*** Provided entries Section Begins ***
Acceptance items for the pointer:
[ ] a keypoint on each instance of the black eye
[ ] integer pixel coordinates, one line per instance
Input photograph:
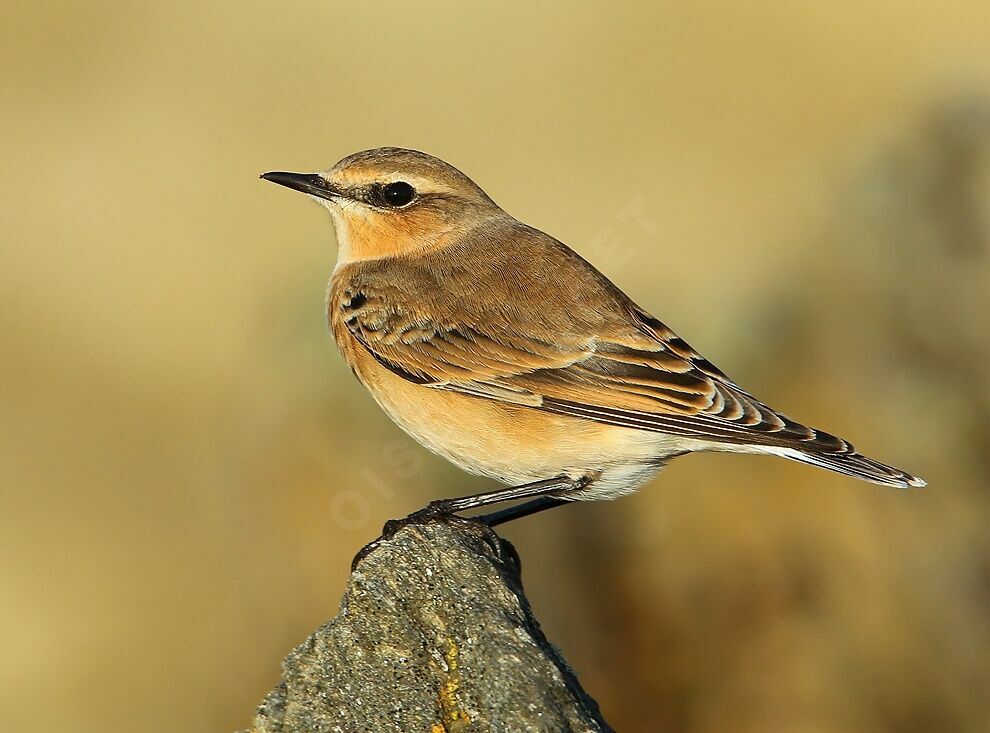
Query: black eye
(397, 194)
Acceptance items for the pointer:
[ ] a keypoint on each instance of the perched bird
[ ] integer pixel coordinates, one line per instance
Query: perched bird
(501, 349)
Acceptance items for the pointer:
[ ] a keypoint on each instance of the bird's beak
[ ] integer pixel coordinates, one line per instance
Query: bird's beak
(310, 183)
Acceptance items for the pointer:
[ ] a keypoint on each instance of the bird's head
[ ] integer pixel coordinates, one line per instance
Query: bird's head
(392, 201)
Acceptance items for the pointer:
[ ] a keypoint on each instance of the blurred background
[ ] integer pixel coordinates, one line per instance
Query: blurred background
(187, 465)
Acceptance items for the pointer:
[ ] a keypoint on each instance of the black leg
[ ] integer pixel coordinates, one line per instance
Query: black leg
(546, 487)
(521, 510)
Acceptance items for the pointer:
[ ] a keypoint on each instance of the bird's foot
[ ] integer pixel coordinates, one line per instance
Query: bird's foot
(438, 510)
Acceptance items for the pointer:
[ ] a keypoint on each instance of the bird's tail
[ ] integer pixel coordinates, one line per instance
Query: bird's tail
(853, 464)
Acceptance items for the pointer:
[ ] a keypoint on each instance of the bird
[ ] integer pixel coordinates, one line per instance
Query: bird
(501, 349)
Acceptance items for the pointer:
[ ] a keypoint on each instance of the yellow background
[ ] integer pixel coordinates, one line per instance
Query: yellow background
(186, 465)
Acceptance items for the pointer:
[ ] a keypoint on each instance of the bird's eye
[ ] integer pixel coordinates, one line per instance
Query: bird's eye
(398, 194)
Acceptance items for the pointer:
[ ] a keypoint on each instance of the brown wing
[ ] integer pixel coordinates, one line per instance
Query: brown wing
(626, 368)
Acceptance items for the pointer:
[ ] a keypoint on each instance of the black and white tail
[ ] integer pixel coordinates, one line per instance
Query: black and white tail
(850, 463)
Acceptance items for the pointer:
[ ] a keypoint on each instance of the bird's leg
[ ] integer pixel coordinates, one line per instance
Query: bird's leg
(547, 488)
(519, 511)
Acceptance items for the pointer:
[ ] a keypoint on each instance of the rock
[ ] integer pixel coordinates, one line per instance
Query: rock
(434, 634)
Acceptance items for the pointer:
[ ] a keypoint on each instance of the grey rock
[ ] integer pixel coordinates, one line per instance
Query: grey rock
(434, 634)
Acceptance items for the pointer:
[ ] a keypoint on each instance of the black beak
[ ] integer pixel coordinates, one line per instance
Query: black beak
(309, 183)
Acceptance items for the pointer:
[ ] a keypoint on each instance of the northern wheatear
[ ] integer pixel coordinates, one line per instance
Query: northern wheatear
(501, 349)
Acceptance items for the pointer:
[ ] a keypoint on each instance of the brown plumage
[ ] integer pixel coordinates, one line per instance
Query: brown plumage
(500, 348)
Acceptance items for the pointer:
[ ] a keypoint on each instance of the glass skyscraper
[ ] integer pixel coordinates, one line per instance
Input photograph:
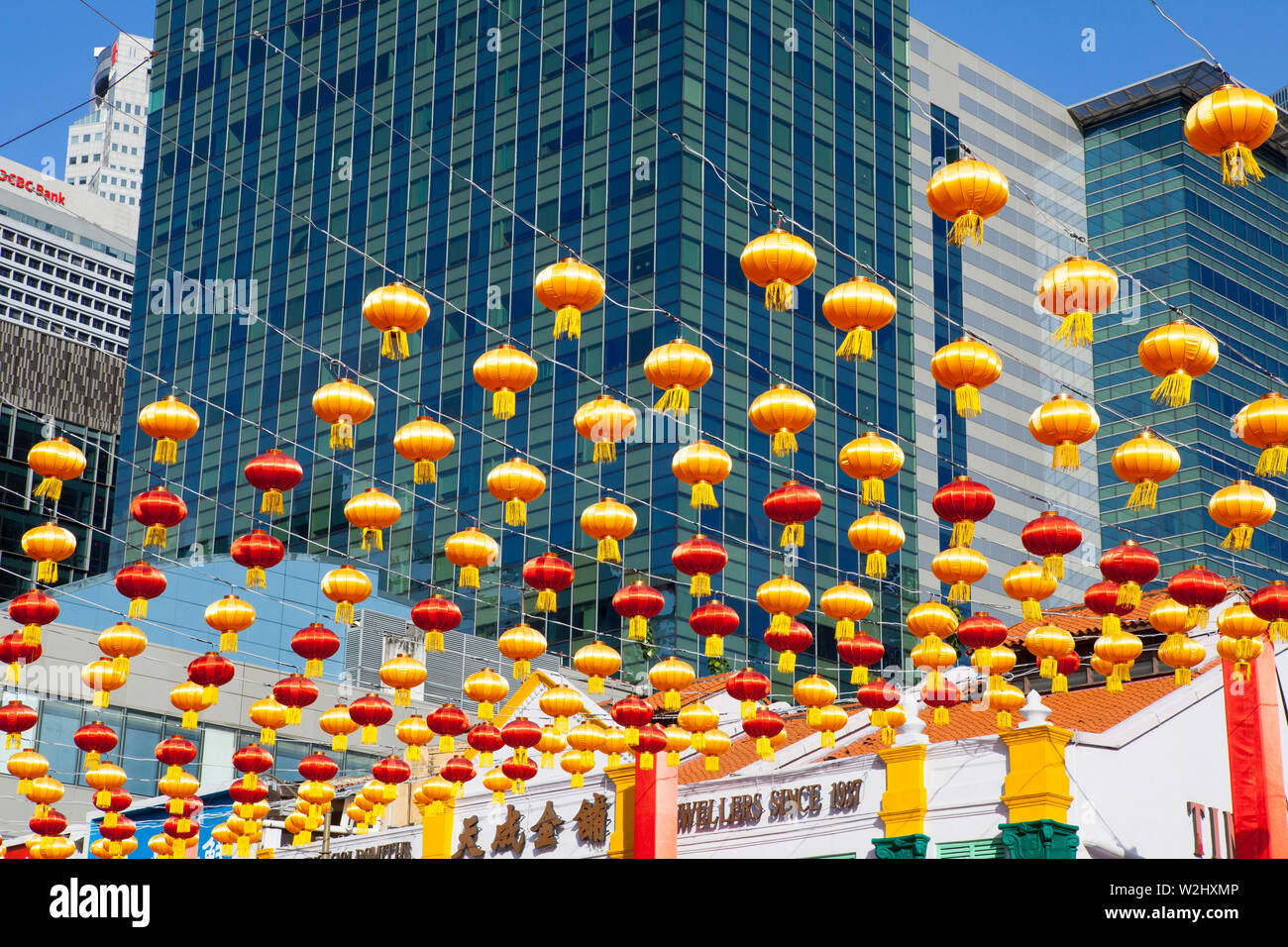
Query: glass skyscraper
(369, 142)
(1158, 208)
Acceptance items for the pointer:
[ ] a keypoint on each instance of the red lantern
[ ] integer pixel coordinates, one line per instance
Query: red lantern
(1051, 538)
(699, 558)
(140, 582)
(370, 711)
(273, 472)
(1131, 566)
(449, 722)
(94, 740)
(1271, 604)
(789, 643)
(793, 505)
(211, 671)
(549, 575)
(861, 652)
(1198, 589)
(252, 761)
(639, 603)
(314, 643)
(713, 621)
(434, 616)
(520, 735)
(295, 693)
(747, 685)
(31, 609)
(257, 551)
(159, 510)
(632, 712)
(962, 502)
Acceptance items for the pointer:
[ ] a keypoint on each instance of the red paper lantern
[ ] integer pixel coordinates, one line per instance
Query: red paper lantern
(747, 685)
(1051, 538)
(793, 505)
(962, 502)
(314, 643)
(273, 472)
(549, 575)
(1131, 566)
(434, 616)
(140, 582)
(257, 552)
(789, 643)
(713, 621)
(159, 510)
(699, 558)
(638, 603)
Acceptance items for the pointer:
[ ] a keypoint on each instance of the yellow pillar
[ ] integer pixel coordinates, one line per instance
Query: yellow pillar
(1037, 784)
(621, 843)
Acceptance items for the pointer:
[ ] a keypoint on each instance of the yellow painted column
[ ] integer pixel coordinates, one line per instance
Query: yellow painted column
(1037, 783)
(621, 841)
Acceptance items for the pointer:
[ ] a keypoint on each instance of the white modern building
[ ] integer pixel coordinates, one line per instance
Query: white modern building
(104, 149)
(991, 289)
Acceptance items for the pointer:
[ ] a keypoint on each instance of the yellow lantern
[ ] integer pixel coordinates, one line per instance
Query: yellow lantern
(845, 604)
(1263, 424)
(167, 421)
(54, 460)
(871, 459)
(609, 522)
(784, 598)
(522, 644)
(778, 262)
(471, 551)
(678, 368)
(876, 536)
(966, 367)
(1064, 423)
(596, 661)
(858, 308)
(1177, 354)
(343, 405)
(958, 567)
(966, 192)
(424, 442)
(505, 371)
(570, 287)
(782, 412)
(487, 688)
(1232, 123)
(700, 466)
(395, 309)
(671, 676)
(604, 421)
(1146, 460)
(403, 674)
(1028, 583)
(347, 586)
(48, 544)
(515, 483)
(1240, 508)
(1077, 290)
(373, 512)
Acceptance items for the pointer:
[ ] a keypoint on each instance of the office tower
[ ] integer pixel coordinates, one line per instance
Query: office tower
(1158, 208)
(106, 146)
(403, 131)
(992, 290)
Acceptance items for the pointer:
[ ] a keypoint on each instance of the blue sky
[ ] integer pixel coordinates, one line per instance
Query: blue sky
(48, 69)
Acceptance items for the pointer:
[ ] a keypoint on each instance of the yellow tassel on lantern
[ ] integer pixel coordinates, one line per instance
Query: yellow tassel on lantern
(1076, 329)
(857, 344)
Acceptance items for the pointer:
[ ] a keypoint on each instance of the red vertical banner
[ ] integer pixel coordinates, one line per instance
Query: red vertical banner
(656, 796)
(1256, 761)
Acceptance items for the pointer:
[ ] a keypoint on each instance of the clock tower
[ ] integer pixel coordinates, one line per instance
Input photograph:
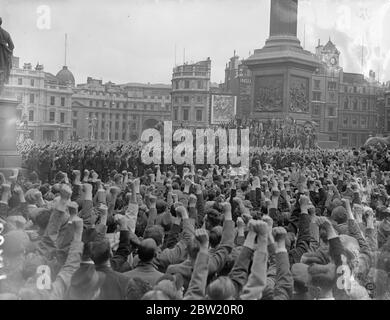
*** Provided entries Section Ends ***
## Aim of the task:
Copy each line of the records above exactly as written. Do not carry over any picture.

## Output:
Acceptance items for the pointer:
[ ] a keypoint on each instance of the black eye
[ ] integer pixel coordinates, one line per instance
Input photograph:
Query: black eye
(397, 194)
Acceptance items for the pointer:
[ ] a keypoint on each instance of the perched bird
[ ] integer pixel coordinates, one line per instance
Query: perched bird
(501, 349)
Acceptance items for the pointer:
[ ] a keypoint on each instance of the bird's beak
[ ] integer pixel coordinates, one line per instance
Query: bird's beak
(310, 183)
Acceptance items for the pointer:
[ ] a keypoint on each instance of the bird's head
[ ] integer pixel coordinates, one line per instance
Query: bird's head
(392, 201)
Acceptance items for the pointer:
[ ] a keypoint on each instance of the blurred background
[ ] integer pixel coordinates, one line per instance
Query: blurred background
(187, 465)
Acceptance items for the pointer:
[ ] a keypoint on each instance of the black leg
[ ] integer pixel coordinates, one line per instance
Query: black leg
(546, 487)
(521, 510)
Acceptance items for the pointer:
[ ] a keypoint on each instance of the bird's foot
[ ] integer pixel coordinates, one line per instance
Query: bird's foot
(438, 510)
Acceptance items for the pointer:
[ ] a keypoint on each instance of the bird's tail
[ ] integer pixel coordinates, one line per instance
Query: bird's tail
(853, 464)
Acceptance items for the pointer:
[ ] a keypoint on each instance of the bird
[ ] integer pixel coordinates, one line per instance
Query: bird
(501, 349)
Acceptance items for the pointer:
[ ] a keypoint on each instance of the yellow background
[ ] integer pixel coordinates, one line per instance
Query: yellow background
(186, 465)
Acceptance items for the pointer:
[ ] a keypoint on each instance of the bird's eye
[ ] integer pixel coordinates, one line per instance
Query: bird's eye
(398, 194)
Acceptance items for the pointer:
[ ] a keypoint on each instance of the brown wing
[ ] integer pixel coordinates, one line per instance
Query: brown wing
(626, 368)
Acceptance items for the pointer:
[ ] a keypoint on each instance of the black and white tail
[ ] integer pixel coordinates, one line per instance
Query: black and white tail
(850, 463)
Acceptance items for the pointer:
[ ] a keypoint on each instance of the bird's leg
[ ] integer pixel coordinates, one line per instance
Query: bird's leg
(547, 488)
(519, 511)
Acceptance items for the pointer:
[ ] a keypoint on each instance of the rock
[ ] integer pixel coordinates, one line per instance
Query: rock
(434, 634)
Acceptance items for the pointer:
[ ] a keypoint on each instance of the grey rock
[ ] integer pixel coordinates, one line per instance
Query: grey rock
(434, 634)
Acceptance items for the pointer:
[ ] a keypoint on each instance of the black beak
[ ] integer pixel coordinates, one line per instance
Query: black beak
(309, 183)
Acceptance items for the pointer:
[ ] a keypoint on each instance of the northern wheatear
[ ] integer pixel coordinates, one line per instance
Query: northern wheatear
(501, 349)
Acceptance items for the pointer:
[ ] a keypoint on each instance of the brown plumage
[ ] integer pixel coordinates, one line per instance
Query: brown plumage
(500, 348)
Acceptance items for the pointer:
[ ] a keypoint on each instance of the glass skyscraper
[ ] integer pixel coordinates, one line per instance
Input photograph:
Query: glass skyscraper
(369, 142)
(1158, 208)
Acceptance items for the pointer:
[ ] a keypoint on each instance of the red lantern
[ ] integer pixel coordinates, one line per instance
Query: red lantern
(1051, 538)
(699, 558)
(140, 582)
(370, 711)
(273, 472)
(1131, 566)
(449, 722)
(94, 740)
(1271, 604)
(789, 643)
(793, 505)
(211, 671)
(549, 575)
(861, 652)
(1198, 589)
(252, 761)
(639, 603)
(314, 643)
(713, 621)
(434, 616)
(520, 735)
(295, 693)
(747, 685)
(31, 609)
(257, 551)
(159, 510)
(632, 712)
(962, 502)
Acceptance items for the pointer:
[ ] a keypoint on each instance of the red paper lantern
[ ] integer pixel coordinates, one line per instance
Query: red paper lantern
(747, 685)
(1051, 538)
(793, 505)
(962, 502)
(314, 643)
(273, 472)
(549, 575)
(1131, 566)
(434, 616)
(140, 582)
(257, 552)
(789, 643)
(713, 621)
(159, 510)
(699, 558)
(638, 603)
Acceptance items for the pointer:
[ ] a keypoint on each instance of the yellow pillar
[ ] integer pixel coordinates, one line per instance
Query: yellow pillar
(1037, 784)
(621, 843)
Acceptance items for the pointer:
[ ] a keypoint on each instance of the yellow painted column
[ ] integer pixel coordinates, one line per instance
Query: yellow painted column
(1037, 783)
(621, 841)
Acceptance items for the pointer:
[ ] a keypoint on each instance of the white modern building
[ ] integer pixel coordinates, one line per instance
Query: white modern building
(104, 149)
(991, 289)
Acceptance items for the pointer:
[ ] a keypoint on each instance of the yellow lantern
[ ] integer pixel coordinates, one line per instance
Query: yellow lantern
(845, 604)
(1263, 424)
(167, 421)
(54, 460)
(871, 459)
(609, 522)
(784, 598)
(522, 644)
(778, 262)
(471, 551)
(678, 368)
(876, 536)
(966, 367)
(1064, 423)
(596, 661)
(858, 308)
(1177, 354)
(343, 405)
(958, 567)
(966, 192)
(424, 442)
(505, 371)
(570, 287)
(782, 412)
(487, 688)
(1232, 123)
(700, 466)
(395, 309)
(671, 676)
(604, 421)
(1146, 460)
(403, 674)
(1028, 583)
(347, 586)
(48, 544)
(515, 483)
(1240, 508)
(1077, 290)
(373, 512)
Acceptance items for the pointer:
[ ] a keypoint on each instance of the office tower
[ ] integer pixel coordinates, one line per instance
Query: office tower
(1158, 208)
(106, 146)
(403, 131)
(992, 290)
Acceptance items for the pointer:
[ ] a keypoint on each instance of the blue sky
[ ] integer pixel coordinates, one line per instance
Query: blue sky
(48, 69)
Acceptance items for the pointer:
[ ] a keypoint on each instance of the yellow tassel on lantern
[ ] integer pixel coordinates, one line per instance
Query: yellow tassel on lantern
(1076, 329)
(857, 344)
Acceptance items for the pointer:
[ ] a keypoint on each instance of the red vertical banner
[ ] integer pixel coordinates, one line per instance
Query: red vertical banner
(656, 796)
(1256, 761)
Acceptance items for the pointer:
[ ] a keypoint on each instance of the clock tower
[ ] integer pixel coordinates, one line per instance
Input photograph:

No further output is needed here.